INSTRUCTIONS:
[A] Reproduce the stretch of the Every Woman Biennial article from "A historic venue" through "Pearl S. Buck.", word for word.
[B] In the Every Woman Biennial article, what was the project called when C. Finley founded it in 2014?

DOCUMENT TEXT:
Start

‘Every Woman Biennial’ Fills Pen + Brush With a Carnivalesque Counterpoint to the Whitney

On a gray Sunday afternoon in March, brass horns and snare drums cut through the traffic on East 22nd Street as a line of dancers in sequined jackets and glittered boots wound toward a 130-year-old townhouse in Manhattan’s Flatiron district.

Inside, every inch of wall space at Pen + Brush was packed with paintings, photographs, neon, video screens and small robotic sculptures. More than 400 women and nonbinary artists are taking part in “Every Woman Biennial: SPECTALiA,” a sprawling exhibition and performance program that opened March 8, International Women’s Day, and runs through April 11.

Timed to coincide with the opening of the Whitney Biennial 40 blocks uptown, the show is being billed by organizers and the host venue as the world’s largest women and nonbinary art biennial.

A “punk rock revival of the carnivalesque”

The sixth edition of the Every Woman Biennial, SPECTALiA is framed by the organizers as a “punk rock revival of the carnivalesque” that sets painting and sculpture alongside creative coding, extended reality works, performance, music and film. The aim, they say, is to explore how artists marginalized by gender in the mainstream art world are using spectacle and technology to imagine new forms of community.

“If we don’t like the paradigm we’re in, we rebuild it,” executive director and co-curator Molly Caldwell said in an interview. She described SPECTALiA as “a world-building spell” and added, “We don’t have to buy into dystopia.”

Founded in 2014 by artist C. Finley as the Whitney Houston Biennial, the project began as a one-night, salon-style exhibition in New York. It was conceived as a tongue-in-cheek response to that year’s Whitney Biennial, which featured less than one-third women, and was intended, Finley has said, to supplement opportunities for women artists rather than replace the museum’s show.

Since then, the biennial has rebranded and expanded to Los Angeles and London, presenting work by more than 1,200 female-identifying and nonbinary artists across its editions, according to its organizers. The 2026 New York edition marks the first time it has taken over Pen + Brush for a monthlong run, a step up from earlier, shorter pop-ups.

A historic venue with a long women-led lineage

Pen + Brush, founded in 1894, started as a women’s professional club for artists and writers. Early leaders included suffragist Grace Gallatin Seton, who oversaw its incorporation in 1912, and investigative journalist Ida Tarbell. Over the decades, the organization has counted among its members authors such as Marianne Moore and Pearl S. Buck.

Today, the nonprofit describes its mission as creating “equitable opportunities” for women and gender-expansive artists in the visual and literary fields. In a statement about SPECTALiA, Pen + Brush said it was partnering “with the largest all-women and non-binary biennial in the world” in what it called “a powerful show of collective institutional strength.”

The claim to be the world’s largest is the biennial’s own characterization and has not been independently verified. But by any measure, the scale is unusual. Organizers say an open call drew more than 800 applicants for the 2026 edition, with over 400 ultimately selected. The exhibition includes emerging creators showing publicly for the first time alongside established names such as Mickalene Thomas, Swoon, Patricia Cronin, Karen Finley, Lola Flash, Michele Pred, the duo Hilma’s Ghost and musician and visual artist Nona Hendryx.

End

MATERIAL SHOWN:
Start

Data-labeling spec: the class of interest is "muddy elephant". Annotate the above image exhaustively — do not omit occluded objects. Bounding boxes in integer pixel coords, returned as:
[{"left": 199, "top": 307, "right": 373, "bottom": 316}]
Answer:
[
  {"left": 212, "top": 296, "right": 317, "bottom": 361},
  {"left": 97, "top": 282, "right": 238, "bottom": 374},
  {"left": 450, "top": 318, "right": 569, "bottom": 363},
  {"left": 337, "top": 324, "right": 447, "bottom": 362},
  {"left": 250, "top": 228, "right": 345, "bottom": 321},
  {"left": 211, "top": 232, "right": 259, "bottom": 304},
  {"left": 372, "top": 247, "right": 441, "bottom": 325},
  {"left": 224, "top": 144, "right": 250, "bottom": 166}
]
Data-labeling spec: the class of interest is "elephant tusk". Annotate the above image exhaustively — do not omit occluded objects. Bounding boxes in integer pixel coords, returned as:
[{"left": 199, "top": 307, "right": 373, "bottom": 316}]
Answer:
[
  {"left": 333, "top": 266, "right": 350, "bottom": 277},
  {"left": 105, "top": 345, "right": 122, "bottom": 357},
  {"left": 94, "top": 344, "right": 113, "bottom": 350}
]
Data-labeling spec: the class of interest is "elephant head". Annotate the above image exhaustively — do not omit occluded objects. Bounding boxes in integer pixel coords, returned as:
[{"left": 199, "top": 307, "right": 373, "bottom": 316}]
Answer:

End

THE RESPONSES:
[A]
A historic venue with a long women-led lineage

Pen + Brush, founded in 1894, started as a women’s professional club for artists and writers. Early leaders included suffragist Grace Gallatin Seton, who oversaw its incorporation in 1912, and investigative journalist Ida Tarbell. Over the decades, the organization has counted among its members authors such as Marianne Moore and Pearl S. Buck.

[B] The Whitney Houston Biennial.